- Supplied information:
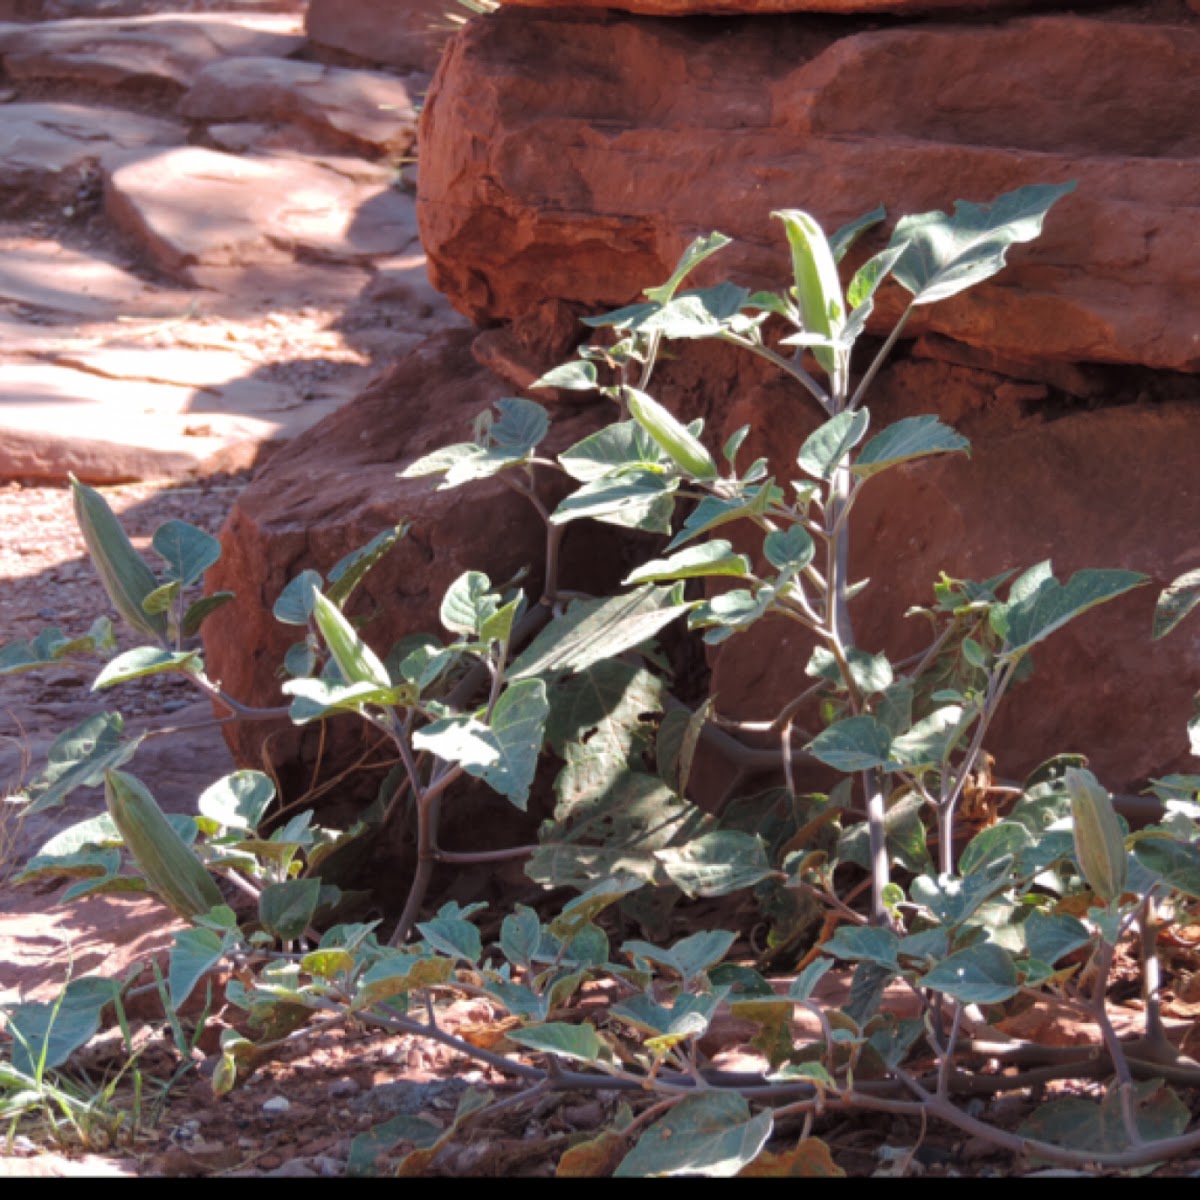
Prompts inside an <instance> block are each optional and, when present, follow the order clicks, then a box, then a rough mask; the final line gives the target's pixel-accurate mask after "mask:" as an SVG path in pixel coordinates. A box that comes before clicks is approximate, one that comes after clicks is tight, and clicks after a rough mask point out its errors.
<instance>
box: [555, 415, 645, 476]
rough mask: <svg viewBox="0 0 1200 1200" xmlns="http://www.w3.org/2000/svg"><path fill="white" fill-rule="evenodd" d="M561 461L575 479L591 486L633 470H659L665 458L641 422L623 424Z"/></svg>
mask: <svg viewBox="0 0 1200 1200" xmlns="http://www.w3.org/2000/svg"><path fill="white" fill-rule="evenodd" d="M558 461H559V463H560V464H562V467H563V470H565V472H566V474H568V475H570V476H571V479H575V480H578V481H580V482H581V484H589V482H592V481H593V480H596V479H602V478H604V476H605V475H611V474H613V473H614V472H618V470H624V469H628V468H631V467H652V468H654V469H655V470H658V468H659V467H660V466H661V462H662V454H661V451H660V450H659V448H658V445H655V443H654V439H653V438H652V437H650V436H649V434H648V433H647V432H646V430H643V428H642V427H641V425H638V424H637V421H620V422H618V424H617V425H608V426H606V427H605V428H602V430H599V431H598V432H595V433H592V434H589V436H588V437H586V438H584V439H583V440H582V442H577V443H576V444H575V445H574V446H571V448H570V449H569V450H564V451H563V452H562V454H560V455H559V456H558Z"/></svg>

- What you will do:
Report all lines above with "instance".

- Solution to this task:
Prompts inside an <instance> block are each optional and, when present, follow the order clicks, then a box, then a rough mask; the final line gives the target's pixel-accurate mask after "mask:" as an SVG path in pixel coordinates. A box that comes before clicks is approximate, one that comes after clicks is tight, and clicks after a rough mask point out its errors.
<instance>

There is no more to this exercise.